WORK INSTRUCTIONS:
The lines to be set down run from the line containing "Supply a phrase" through the final line of the data below; print them exactly and print nothing else.

Data excerpts:
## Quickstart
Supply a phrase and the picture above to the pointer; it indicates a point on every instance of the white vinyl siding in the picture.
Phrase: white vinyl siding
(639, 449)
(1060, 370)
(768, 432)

RESPONSE TO THE EXERCISE:
Supply a phrase and the picture above to the pointer; it indicates a point on every instance of the white vinyl siding in the picture.
Phrase: white vinyl siding
(639, 449)
(1060, 370)
(768, 432)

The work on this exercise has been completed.